[TEXT BLOCK]
>> START

Leaky abstractions, protocols and all that. from David Hull on 2005-04-08 (public-ws-async-tf@w3.org from April 2005)

From: David Hull <dmh@tibco.com>
Date: Fri, 08 Apr 2005 17:20:52 -0400
To: public-ws-async-tf@w3.org
Message-id: <4256F5B4.3050706@tibco.com>

This is the promised commentary on Dave Orchard's blog entry
(http://www.pacificspirit.com/blog/2005/04/05/underlying_protocol_is_a_completely_leaky_abstraction)
in the context of the proposed rules I gave for WSDL and SOAP MEPs.

First, since leaky abstractions constitute one of the main themes,
here's my take on the matter.

I think the basis of the "leaky abstractions" meme is that you can never
pretend that the hardware isn't there. You can't pretend that numbers,
even bignums, have infinite precision. You can't pretend that the
network is reliable (see Deutsch's 8 fallacies of distributed
computing). You can't pretend that HTTP is the same as UDP, and so forth.

The wrong conclusion to draw from this is that, since the familiar
"pure" abstractions of mathematics don't cover the full range actual
computing machine behavior, all abstractions are inherently "leaky" by
virtue of being abstractions. The right conclusion to draw from this is
that the abstractions we use have to account for the facts of life in
the computing world.

TCP is an excellent and successful example. TCP sits on top of mostly
one-way protocols that can be noticeably flaky in practice and provides
a bidirectional channel that fails seldom enough that failures can be
treated as exceptional conditions. It does /not/ provide a 100%
reliable protocol and does not purport to. Trying to treat a TCP
connection abstractly as a 100% reliable connection fails not because
all abstractions leak, but because the abstraction is not accurate.
Treating a TCP connection abstractly as a bidirectional channel that may
fail under exceptional circumstances is reasonable and accurate.

In my view, a model that treats a TCP connection as a bidirectional
channel that may fail but usually doesn't is an abstraction, but is not
leaky. It's an abstraction because of all the details I don't care
about. For example, I don't care what kind of physical transport is in
use, or even whether messages are going out over a physical wire at
all. If there's a failure and the connection closes, the main
application doesn't care what caused the connection to close.

The model is not leaky because it accounts for all the TCP behavior
we're interested in here. Granted, if there's a transport error, the
error-handling code /will/ generally care what's going on under the
covers, but I don't see this as a leak. Different modules may see
different abstractions. Setup and error recovery are a classic cases of
this -- they generally see a lot more of the physical detail than the
rest of the application.

If you consider including transport faults in a model or having setup
and recovery code know more about the physical details as leaks, then we
just have a different notion of "leak", and that's fine as long as we
take care to be clear.

Now to the analysis of WSDL MEPs and underlying protocols.

>> END

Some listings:
>> START

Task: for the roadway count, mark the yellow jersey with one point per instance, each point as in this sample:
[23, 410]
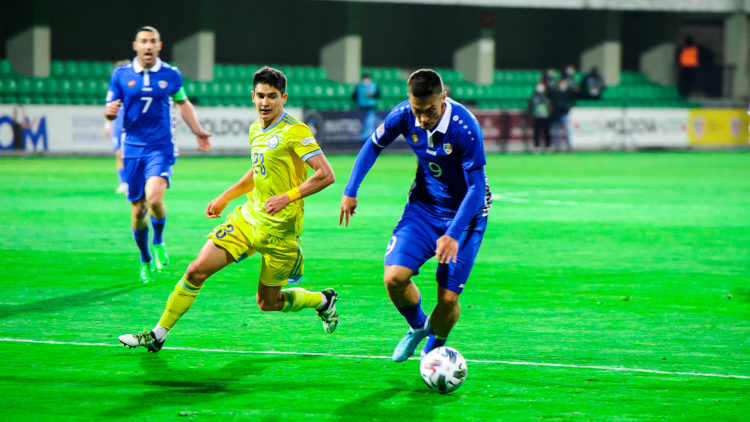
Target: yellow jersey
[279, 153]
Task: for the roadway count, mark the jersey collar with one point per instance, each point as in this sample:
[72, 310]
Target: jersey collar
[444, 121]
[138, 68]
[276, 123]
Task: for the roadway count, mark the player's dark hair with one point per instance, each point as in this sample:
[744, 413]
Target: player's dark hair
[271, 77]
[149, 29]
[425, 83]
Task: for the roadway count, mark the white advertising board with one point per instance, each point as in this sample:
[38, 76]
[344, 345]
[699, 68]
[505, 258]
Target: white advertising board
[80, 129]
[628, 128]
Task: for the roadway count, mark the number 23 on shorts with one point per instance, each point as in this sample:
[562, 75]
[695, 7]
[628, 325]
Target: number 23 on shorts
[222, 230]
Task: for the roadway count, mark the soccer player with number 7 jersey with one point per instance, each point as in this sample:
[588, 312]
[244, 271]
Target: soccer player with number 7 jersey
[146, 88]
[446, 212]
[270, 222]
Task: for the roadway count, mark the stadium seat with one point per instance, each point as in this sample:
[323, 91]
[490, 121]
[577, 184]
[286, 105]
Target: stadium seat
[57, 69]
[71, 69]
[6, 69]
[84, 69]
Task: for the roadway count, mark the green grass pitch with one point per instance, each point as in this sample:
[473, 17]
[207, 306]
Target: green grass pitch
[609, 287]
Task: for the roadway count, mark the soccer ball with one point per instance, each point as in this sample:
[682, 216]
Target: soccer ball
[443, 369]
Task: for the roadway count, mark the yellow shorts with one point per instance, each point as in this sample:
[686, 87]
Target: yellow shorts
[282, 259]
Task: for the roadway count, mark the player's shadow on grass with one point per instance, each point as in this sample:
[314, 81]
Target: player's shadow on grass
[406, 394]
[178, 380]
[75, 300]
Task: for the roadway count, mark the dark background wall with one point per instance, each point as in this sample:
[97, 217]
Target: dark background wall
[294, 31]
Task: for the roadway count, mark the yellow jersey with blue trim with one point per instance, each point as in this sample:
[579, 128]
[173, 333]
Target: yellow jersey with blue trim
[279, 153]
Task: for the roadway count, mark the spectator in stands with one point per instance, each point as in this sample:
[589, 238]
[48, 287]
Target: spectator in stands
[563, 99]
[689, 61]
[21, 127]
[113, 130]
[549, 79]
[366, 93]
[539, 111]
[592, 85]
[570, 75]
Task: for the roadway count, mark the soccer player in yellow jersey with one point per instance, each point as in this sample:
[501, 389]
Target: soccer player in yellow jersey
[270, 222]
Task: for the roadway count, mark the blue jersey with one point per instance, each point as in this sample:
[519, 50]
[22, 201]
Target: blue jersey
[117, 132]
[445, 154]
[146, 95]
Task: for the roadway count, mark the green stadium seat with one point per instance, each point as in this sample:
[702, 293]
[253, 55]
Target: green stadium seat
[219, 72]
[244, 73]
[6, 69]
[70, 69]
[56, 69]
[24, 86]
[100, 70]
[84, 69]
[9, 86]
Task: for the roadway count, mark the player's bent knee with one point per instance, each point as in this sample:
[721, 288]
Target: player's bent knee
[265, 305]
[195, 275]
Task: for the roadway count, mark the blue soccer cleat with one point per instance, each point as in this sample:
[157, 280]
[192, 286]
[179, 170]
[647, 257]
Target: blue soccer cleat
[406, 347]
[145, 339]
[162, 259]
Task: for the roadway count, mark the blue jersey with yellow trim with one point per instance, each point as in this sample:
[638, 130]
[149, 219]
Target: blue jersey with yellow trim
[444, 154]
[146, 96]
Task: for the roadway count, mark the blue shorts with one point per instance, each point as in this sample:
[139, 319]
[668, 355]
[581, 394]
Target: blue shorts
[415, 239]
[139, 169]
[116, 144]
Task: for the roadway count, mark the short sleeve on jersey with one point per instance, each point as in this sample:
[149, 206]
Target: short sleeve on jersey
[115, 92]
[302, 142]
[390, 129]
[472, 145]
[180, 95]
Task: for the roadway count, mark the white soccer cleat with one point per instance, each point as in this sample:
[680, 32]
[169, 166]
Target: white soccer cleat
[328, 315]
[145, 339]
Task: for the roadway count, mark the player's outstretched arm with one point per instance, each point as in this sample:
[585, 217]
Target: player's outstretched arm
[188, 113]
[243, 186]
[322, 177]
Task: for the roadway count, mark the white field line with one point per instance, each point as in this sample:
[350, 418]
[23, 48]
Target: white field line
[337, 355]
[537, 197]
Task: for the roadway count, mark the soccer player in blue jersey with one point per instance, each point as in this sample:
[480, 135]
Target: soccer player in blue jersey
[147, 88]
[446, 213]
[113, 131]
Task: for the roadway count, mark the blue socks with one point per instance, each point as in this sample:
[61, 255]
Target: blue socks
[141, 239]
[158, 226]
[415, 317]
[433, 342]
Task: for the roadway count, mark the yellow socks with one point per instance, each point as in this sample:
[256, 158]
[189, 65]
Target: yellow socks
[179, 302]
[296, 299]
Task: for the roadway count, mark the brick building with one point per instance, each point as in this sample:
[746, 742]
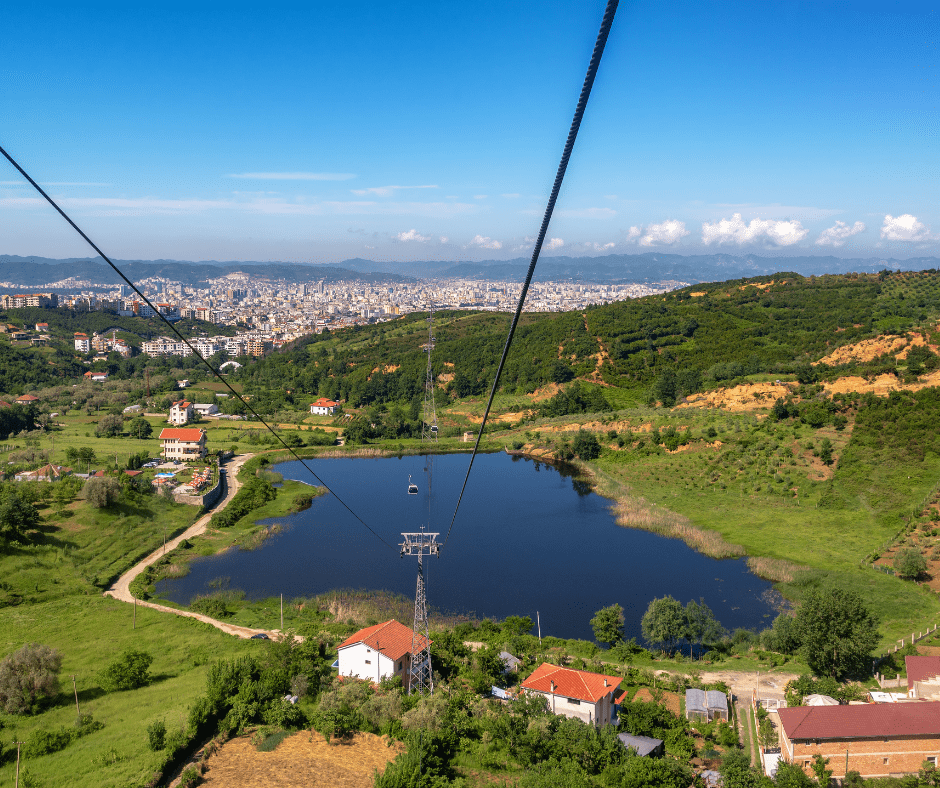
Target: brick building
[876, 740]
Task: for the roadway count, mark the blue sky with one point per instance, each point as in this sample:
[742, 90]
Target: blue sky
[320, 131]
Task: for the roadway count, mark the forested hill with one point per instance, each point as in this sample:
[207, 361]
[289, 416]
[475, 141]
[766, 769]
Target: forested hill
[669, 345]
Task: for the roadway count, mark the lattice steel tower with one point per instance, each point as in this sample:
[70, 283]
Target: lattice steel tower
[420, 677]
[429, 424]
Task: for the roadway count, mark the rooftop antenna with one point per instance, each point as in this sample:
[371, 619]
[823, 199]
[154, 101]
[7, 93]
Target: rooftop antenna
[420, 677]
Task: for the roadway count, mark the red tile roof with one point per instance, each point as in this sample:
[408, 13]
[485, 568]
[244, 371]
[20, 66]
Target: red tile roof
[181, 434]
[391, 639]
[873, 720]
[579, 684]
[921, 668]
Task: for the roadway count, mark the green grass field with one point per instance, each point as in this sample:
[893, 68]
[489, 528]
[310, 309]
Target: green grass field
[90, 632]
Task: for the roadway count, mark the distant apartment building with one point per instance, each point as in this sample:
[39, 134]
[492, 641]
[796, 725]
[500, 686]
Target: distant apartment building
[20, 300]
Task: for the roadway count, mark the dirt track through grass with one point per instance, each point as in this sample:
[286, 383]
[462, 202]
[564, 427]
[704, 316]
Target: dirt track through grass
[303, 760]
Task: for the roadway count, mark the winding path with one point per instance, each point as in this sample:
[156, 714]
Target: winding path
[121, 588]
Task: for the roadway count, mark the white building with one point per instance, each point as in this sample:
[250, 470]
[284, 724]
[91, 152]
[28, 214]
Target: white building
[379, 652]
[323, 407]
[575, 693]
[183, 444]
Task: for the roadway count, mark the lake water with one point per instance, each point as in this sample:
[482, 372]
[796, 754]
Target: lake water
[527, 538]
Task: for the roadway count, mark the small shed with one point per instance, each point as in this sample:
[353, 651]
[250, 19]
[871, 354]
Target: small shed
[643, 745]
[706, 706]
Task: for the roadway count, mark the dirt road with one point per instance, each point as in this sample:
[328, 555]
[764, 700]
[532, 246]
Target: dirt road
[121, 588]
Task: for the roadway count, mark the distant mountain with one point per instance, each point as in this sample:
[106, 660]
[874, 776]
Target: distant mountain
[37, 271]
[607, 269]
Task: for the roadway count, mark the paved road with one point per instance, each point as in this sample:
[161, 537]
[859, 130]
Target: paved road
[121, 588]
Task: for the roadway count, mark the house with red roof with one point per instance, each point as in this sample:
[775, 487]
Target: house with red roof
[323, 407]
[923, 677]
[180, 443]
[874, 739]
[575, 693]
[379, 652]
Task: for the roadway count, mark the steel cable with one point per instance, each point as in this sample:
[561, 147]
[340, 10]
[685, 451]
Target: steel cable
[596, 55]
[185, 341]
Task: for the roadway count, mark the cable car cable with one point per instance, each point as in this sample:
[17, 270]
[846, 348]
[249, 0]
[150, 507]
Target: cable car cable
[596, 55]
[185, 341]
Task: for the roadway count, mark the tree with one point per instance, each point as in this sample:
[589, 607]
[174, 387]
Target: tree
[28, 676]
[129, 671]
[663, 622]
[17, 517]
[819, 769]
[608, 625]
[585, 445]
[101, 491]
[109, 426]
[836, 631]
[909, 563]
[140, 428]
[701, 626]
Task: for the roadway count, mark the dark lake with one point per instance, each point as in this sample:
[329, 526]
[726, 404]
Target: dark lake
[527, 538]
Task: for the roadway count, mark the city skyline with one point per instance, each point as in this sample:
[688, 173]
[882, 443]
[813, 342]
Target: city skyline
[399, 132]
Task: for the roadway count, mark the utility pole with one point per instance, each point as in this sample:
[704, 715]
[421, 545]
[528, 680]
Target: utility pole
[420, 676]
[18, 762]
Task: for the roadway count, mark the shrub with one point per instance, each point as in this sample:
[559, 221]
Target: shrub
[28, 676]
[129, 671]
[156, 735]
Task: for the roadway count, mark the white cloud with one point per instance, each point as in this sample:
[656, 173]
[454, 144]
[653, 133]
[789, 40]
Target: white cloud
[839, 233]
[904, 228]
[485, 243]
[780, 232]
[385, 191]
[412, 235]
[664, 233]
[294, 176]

>> END

[WHAT TO DO]
1. In the message about leaky abstractions, why does the writer hold that treating a TCP connection as a channel that may fail is not leaky, even though error-handling code cares what is going on under the covers?
2. Resume the message about leaky abstractions after its last sentence, in the same voice.
The listing is material apart from the message about leaky abstractions.

[EXERCISE RESPONSES]
1. The model accounts for all the TCP behavior of interest, so the writer doesn't count it as leaky. Error-handling code seeing more is not a leak, because different modules may see different abstractions. Setup and error recovery generally see more of the physical detail than the rest of the application.

2.
I believe that the points about status codes in one-way over HTTP and
similar concerns are well taken, but I also believe they can be
adequately handled by modeling two basic facts:

* All transports can produce transport faults.
* Some transports have built-in back-channels and some don't.

Again, these are both abstractions and as far as I can tell neither of
them leaks. When the main application code tries an operation, it must
be prepared for a transport fault. When such a fault happens, all it
knows is that something exceptional happened and a message that was
expected to be delivered is known not to have been delivered. It can
then take action, perhaps handing off the fault to a recovery module
that can put on its overalls and dive under the hood, toolbox in hand,
and try to repair the condition or report that it can't be repaired.

Similarly, the infrastructure implementing WS* will use some form of the
various rules we've discussed, together with its knowledge of the
binding, to try to realize the desired WSDL MEP at the SOAP transport
layer. To do this, it needs to know if a back-channel is required and
if so, whether the transport in question provides one. It /doesn't/
need to know any physical details like which HTTP codes map to results,
transport faults or successful MEP completion without either.

As to the myth of transport independence, I believe there is a spurious
all-or-nothing dichotomy lurking in the background, namely the notion
that either all transports are treated uniformly, or they all must be
treated case-by-case. I don't think anyone would advocate such a
position put that baldly, but I think such an assumption or one of its
cousins may be sneaking in through the back door.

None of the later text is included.